(What the task requires): Please find the lines in the following records that hold "flat", and copy them.

Natural-language object grounding data:
[Start of section]
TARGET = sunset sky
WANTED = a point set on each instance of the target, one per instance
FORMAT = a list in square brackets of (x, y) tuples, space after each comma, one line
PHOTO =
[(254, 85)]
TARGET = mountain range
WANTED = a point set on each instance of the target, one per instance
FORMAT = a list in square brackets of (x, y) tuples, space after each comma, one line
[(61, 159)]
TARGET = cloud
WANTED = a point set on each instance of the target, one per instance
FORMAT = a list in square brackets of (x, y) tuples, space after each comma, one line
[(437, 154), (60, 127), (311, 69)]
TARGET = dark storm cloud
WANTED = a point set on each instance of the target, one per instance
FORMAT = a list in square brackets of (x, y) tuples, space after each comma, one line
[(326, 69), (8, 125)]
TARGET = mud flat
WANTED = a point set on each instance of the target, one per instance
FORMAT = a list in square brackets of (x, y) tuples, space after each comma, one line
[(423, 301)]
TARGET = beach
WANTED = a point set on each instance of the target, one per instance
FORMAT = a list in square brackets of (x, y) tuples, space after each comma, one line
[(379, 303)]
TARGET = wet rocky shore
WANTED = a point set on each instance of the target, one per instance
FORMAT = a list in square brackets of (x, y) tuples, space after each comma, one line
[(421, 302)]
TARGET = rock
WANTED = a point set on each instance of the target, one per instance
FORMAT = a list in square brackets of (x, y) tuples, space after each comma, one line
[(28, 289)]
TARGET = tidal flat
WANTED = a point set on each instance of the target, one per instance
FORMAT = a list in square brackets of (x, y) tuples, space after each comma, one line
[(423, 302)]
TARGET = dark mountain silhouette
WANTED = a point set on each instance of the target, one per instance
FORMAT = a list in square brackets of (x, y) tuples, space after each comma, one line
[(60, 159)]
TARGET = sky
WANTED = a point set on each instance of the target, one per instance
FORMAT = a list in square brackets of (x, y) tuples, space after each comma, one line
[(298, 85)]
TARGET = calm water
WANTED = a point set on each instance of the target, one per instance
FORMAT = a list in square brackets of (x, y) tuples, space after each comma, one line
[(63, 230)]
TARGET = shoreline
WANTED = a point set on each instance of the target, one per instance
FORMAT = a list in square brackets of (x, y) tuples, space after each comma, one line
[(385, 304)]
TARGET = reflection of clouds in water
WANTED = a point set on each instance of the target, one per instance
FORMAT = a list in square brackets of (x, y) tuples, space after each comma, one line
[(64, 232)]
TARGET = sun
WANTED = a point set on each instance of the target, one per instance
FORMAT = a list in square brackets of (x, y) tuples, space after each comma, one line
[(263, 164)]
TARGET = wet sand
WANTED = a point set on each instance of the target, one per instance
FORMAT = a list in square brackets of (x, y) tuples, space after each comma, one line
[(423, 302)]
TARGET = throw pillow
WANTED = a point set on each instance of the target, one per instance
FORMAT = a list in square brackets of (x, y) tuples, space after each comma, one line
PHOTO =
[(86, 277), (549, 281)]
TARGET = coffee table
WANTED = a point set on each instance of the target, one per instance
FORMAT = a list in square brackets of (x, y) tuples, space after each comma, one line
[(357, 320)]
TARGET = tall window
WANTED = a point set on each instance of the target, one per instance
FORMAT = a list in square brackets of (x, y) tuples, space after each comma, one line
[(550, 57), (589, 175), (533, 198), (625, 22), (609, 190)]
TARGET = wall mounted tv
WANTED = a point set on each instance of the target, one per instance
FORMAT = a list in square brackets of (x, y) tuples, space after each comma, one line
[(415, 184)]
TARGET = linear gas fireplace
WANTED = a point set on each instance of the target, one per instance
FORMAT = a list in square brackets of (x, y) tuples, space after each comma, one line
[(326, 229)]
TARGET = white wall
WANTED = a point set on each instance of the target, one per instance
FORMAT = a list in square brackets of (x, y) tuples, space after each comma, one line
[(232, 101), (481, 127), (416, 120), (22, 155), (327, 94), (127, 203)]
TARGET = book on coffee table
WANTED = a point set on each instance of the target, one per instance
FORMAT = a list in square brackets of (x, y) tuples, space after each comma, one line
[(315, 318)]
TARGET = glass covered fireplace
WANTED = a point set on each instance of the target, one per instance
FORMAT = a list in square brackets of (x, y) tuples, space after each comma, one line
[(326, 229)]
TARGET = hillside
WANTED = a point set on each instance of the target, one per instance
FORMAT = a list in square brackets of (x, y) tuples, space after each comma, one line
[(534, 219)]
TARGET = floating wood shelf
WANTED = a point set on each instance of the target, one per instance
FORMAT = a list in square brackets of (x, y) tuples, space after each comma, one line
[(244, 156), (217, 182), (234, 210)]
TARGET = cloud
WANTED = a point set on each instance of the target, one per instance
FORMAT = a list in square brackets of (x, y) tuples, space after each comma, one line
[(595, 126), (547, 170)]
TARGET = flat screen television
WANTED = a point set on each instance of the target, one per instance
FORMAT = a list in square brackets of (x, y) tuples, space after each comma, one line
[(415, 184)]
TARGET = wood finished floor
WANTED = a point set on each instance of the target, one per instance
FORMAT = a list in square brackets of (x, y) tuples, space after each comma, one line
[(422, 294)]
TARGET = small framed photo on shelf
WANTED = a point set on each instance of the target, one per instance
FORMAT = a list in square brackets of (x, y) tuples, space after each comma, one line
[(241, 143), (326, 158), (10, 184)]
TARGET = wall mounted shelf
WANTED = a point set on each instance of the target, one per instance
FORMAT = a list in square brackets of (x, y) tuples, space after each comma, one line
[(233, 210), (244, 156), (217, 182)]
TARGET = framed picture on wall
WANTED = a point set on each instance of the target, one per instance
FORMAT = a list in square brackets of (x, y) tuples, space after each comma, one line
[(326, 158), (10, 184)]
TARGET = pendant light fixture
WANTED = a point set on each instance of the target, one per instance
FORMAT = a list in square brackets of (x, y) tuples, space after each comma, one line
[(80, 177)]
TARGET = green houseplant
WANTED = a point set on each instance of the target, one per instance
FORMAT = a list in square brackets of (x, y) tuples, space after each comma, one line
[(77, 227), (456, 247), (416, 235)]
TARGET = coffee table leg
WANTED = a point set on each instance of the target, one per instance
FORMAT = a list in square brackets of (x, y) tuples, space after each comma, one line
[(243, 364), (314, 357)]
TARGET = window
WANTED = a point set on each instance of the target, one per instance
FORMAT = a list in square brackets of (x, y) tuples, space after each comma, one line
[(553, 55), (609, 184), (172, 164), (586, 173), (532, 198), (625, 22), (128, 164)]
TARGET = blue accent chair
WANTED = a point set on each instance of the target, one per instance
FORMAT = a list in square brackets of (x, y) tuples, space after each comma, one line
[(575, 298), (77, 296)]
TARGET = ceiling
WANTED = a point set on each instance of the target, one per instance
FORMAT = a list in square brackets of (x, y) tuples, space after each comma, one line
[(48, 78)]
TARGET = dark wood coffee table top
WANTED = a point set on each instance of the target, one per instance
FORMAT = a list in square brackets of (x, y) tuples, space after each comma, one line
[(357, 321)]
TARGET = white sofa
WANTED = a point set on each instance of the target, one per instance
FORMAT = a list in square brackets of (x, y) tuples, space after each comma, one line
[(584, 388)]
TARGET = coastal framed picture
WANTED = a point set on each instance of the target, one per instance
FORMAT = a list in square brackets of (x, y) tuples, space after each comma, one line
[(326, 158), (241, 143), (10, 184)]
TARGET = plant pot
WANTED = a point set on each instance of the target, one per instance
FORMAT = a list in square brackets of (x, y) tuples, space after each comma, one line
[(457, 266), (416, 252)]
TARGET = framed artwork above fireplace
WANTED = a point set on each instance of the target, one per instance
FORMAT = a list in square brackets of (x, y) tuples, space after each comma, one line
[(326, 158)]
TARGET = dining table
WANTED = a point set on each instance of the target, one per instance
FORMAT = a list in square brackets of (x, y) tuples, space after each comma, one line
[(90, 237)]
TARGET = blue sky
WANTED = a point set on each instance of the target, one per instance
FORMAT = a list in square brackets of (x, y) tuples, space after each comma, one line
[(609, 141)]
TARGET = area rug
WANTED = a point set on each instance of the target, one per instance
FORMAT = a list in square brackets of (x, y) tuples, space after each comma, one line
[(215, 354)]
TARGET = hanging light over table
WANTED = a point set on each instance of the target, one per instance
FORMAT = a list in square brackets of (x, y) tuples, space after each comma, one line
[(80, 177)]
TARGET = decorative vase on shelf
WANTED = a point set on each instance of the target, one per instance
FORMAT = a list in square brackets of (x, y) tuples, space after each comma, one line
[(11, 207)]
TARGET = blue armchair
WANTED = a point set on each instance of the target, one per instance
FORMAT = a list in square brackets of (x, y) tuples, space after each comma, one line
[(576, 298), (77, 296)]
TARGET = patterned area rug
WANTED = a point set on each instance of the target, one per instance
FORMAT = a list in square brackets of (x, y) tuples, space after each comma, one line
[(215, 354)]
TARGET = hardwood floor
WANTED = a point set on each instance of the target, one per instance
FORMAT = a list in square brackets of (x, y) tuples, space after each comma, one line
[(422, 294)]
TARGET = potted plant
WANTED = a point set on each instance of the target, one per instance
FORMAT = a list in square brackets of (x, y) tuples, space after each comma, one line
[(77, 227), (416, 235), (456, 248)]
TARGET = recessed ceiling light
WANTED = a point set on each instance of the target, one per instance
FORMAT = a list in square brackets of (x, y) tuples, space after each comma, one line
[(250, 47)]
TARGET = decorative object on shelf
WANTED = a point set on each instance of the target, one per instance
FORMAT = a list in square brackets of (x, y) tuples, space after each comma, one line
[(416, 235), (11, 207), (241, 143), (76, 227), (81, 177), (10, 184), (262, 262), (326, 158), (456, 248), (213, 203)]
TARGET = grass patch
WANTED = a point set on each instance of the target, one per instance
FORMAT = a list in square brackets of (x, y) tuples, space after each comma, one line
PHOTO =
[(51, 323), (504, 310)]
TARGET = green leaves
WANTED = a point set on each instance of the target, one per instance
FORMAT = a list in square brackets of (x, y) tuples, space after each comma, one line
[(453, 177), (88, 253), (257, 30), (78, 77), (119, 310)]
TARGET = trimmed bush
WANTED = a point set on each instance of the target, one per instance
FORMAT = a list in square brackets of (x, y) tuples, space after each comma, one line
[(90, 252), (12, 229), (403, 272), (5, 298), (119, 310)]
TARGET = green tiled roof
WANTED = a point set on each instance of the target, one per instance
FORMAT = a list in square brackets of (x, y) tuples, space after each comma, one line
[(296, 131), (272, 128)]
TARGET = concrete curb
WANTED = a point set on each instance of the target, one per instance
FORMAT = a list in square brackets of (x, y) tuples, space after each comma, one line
[End of section]
(Result of the exercise):
TARGET = mud flat
TARGET = tidal flat
TARGET = flat screen television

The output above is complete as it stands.